--- INSTRUCTION ---
Write out, character for character, the lines of the items below from the line that contains "[point] dark blue" up to and including the line that contains "Target: blue sea water".

--- DATASET RECORDS ---
################

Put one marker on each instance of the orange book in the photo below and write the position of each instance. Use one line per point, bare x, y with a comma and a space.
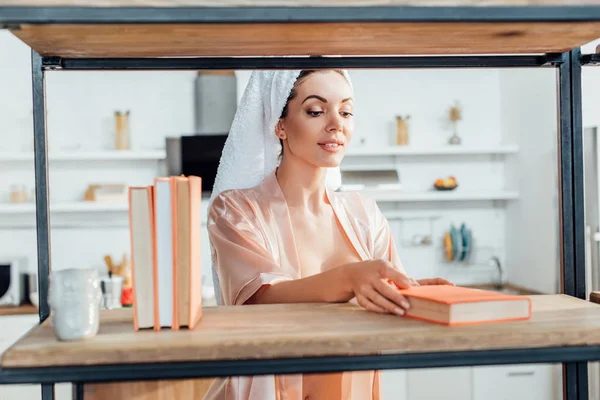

################

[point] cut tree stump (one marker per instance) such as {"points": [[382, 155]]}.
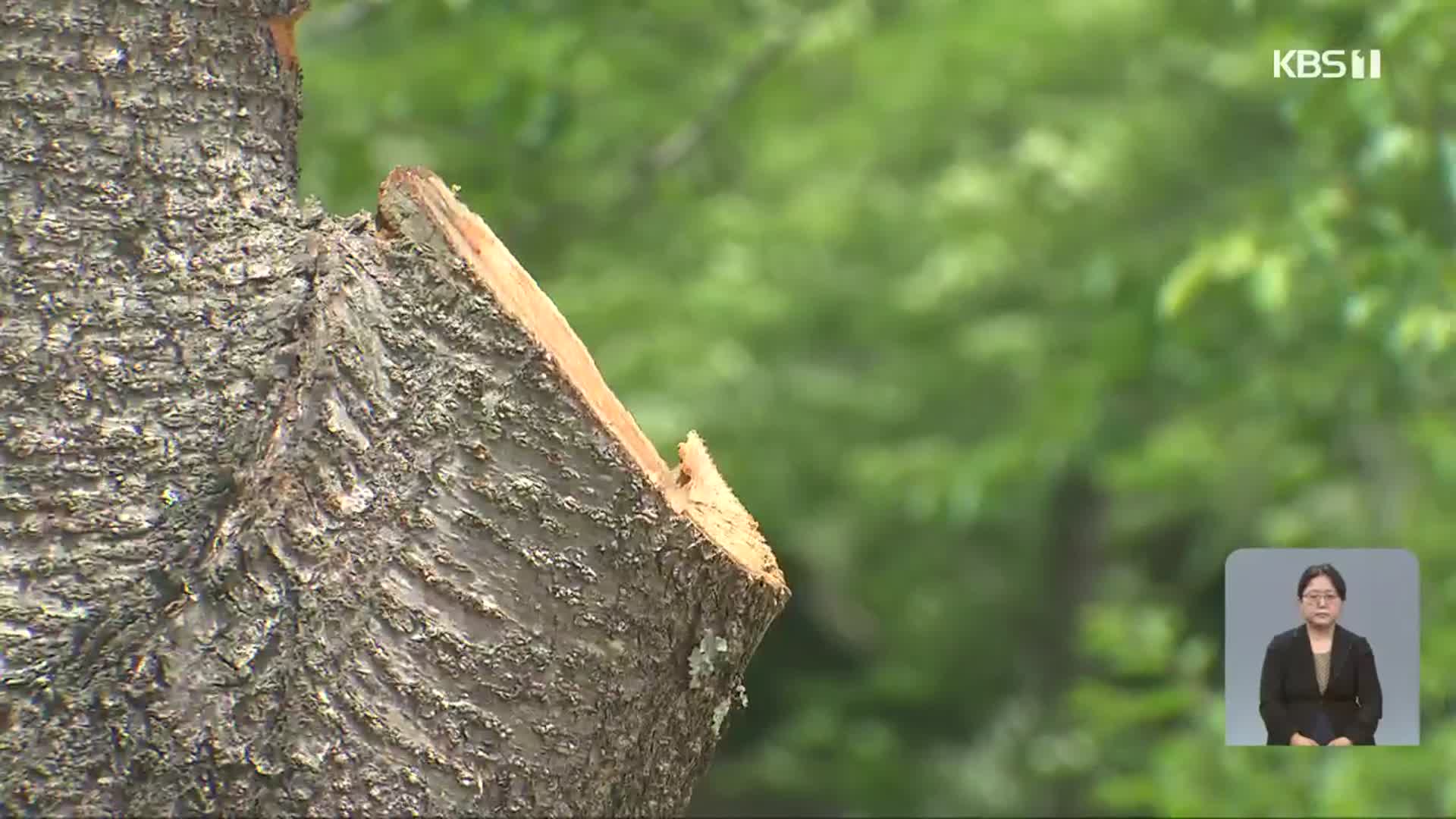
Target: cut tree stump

################

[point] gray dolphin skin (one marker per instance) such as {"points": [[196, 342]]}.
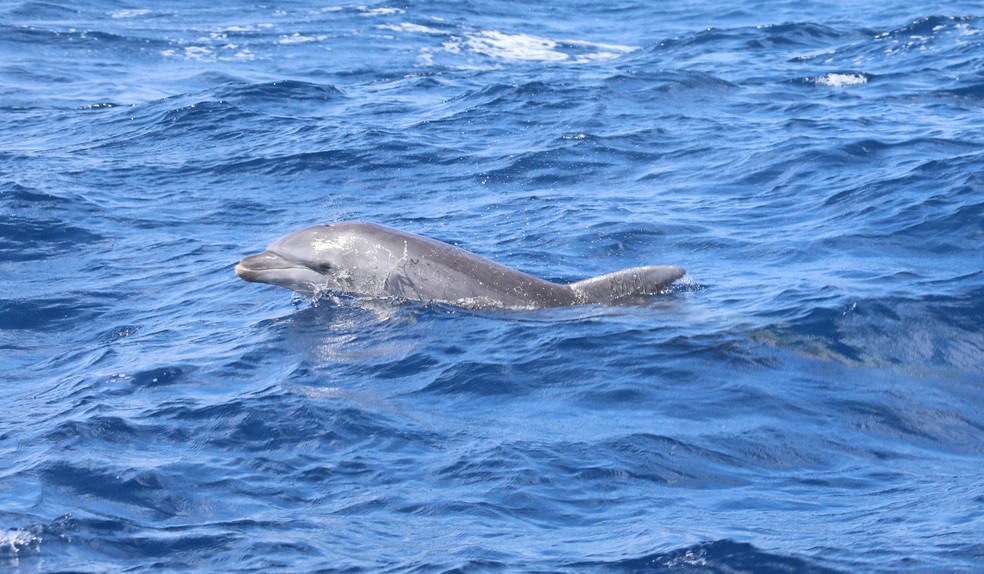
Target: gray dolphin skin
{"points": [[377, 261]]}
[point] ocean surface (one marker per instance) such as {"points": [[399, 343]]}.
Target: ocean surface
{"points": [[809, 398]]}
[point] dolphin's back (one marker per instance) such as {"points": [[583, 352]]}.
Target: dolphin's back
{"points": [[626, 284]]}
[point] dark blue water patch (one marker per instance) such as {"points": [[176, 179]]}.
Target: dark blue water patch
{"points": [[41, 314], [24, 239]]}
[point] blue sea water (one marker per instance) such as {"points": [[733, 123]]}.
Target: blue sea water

################

--- RESPONSE BELOW ---
[point] dark blue water patch (one marker per instance) such as {"points": [[176, 179]]}.
Target: dark blue water patch
{"points": [[41, 314], [24, 239]]}
[point] blue sea water (one marker per instance) such as {"points": [[733, 123]]}.
Target: blue sea water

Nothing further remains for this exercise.